Swim coach Agnes Davis offers 5 tips to avoid drowning

Photo credit: Agnes Davis, CEO, of Swim Swim Swim i say (sssIS, www.swimswimswimisay.com)
Photo credit: Agnes Davis, CEO, of Swim Swim Swim I SAY

In celebration of National Drowning Prevention Month, Agnes Davis, creator of swim swim swim I SAY, traveled to Atlanta to spread awareness about how to prevent drowning.

After Davis was wrongfully terminated from her job as a cardiovascular perfusionist at a well-known hospital in New York, she decided it was time to tread new waters in her career path. Advertising executive Donny Deutsch’s appearance on the “Today” show became a ray of hope for Davis after watching him discuss the subject of entrepreneurship.

“I heard Donny say to do something you love, make a niche, and the rest will come. I instantly knew this was my time to make things happen,” says Davis.

She began researching swimming companies all throughout the United States and noticed a lack of female minority owned businesses in the market. To make matters worse, she discovered the high minority drowning rates when diving deeper into the statistics. “I am a swimmer that had been doing this for a long time, so this was foreign to me. Unfortunately this was one of the biggest components of my research, which scared me to no end,” says Davis.

With only 30 percent of the African American community knowledgeable about how to swim, Davis felt it was imperative that she launch her business, swim swim swim I SAY. After starting out with just three clients, six successful years later she has trained over 100 students, including autistic children that many programs turn down due to the level of difficulty it takes to teach them. “They are phenomenal. People have misconceptions about people who have autism. It may be a little rough for them in the beginning but they do learn how to swim.” says Davis.

**MATERIAL SHOWN**:

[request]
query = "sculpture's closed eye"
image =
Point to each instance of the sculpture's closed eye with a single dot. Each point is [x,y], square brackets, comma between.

---

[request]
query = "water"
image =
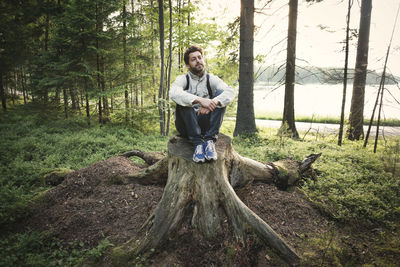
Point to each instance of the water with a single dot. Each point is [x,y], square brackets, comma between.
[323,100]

...

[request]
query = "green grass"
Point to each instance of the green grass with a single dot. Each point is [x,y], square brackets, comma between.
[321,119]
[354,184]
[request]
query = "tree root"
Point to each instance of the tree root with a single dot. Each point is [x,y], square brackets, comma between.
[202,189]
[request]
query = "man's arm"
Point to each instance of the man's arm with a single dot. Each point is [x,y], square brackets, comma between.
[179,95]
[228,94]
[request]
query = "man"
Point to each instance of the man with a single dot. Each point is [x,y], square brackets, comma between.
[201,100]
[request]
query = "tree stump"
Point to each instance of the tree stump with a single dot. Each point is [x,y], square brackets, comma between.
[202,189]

**QUESTIONS**:
(a) Answer these from the article on swim coach Agnes Davis:
(i) What job did Davis hold in New York before starting her business?
(ii) How many clients did her business have at the start?
(iii) What share of the African American community does the article say knows how to swim?
(b) In a few sentences, explain why Davis felt it was imperative to launch swim swim swim I SAY, according to the article on swim coach Agnes Davis.
(c) Carry on the article on swim coach Agnes Davis from its last sentence.
The material comes from a different source than the article on swim coach Agnes Davis.

**EXPECTED RESULTS**:
(a)
(i) She was a cardiovascular perfusionist at a well-known hospital.
(ii) Three.
(iii) 30 percent.

(b) Davis felt it was imperative because only 30 percent of the African American community knows how to swim. Her research had also shown her high drowning rates among minorities.

(c)
Davis recalled being bold and outgoing as a child, admitting she was never hesitant about jumping into the water. She couldn’t even remember a time when she didn’t know how to swim. At a very young age, Davis’ older sister became her first swimming instructor in Long Island, New York. Having learned how to swim early on she knew it was only right that she open her classes for children starting at the age of 3, in small classes to better assist them with the process.

Swim swim swim I SAY continues to grow because of the company’s outreach to people from all backgrounds.

Here, she shares five tips to water safety:
1) Don’t panic. Floating on one’s back and treading water are great survival techniques; this allows the swimmer to conserve energy and be in a position to signal for help.
2) Don’t dive into water. It’s dangerous since you can’t determine the depth of the water, and accidents can happen, including serious spinal injury when diving into shallow water..
3) Trust the help. Lifeguards are an important part of water safety. Only swim where lifeguards are present.
4) Get a buddy. Swimming is more fun when you have a partner, please don’t swim alone.
5) Invest in lessons. Swimming lessons, as noted by the Centers for Disease Control and Prevention, are the best prevention against drowning.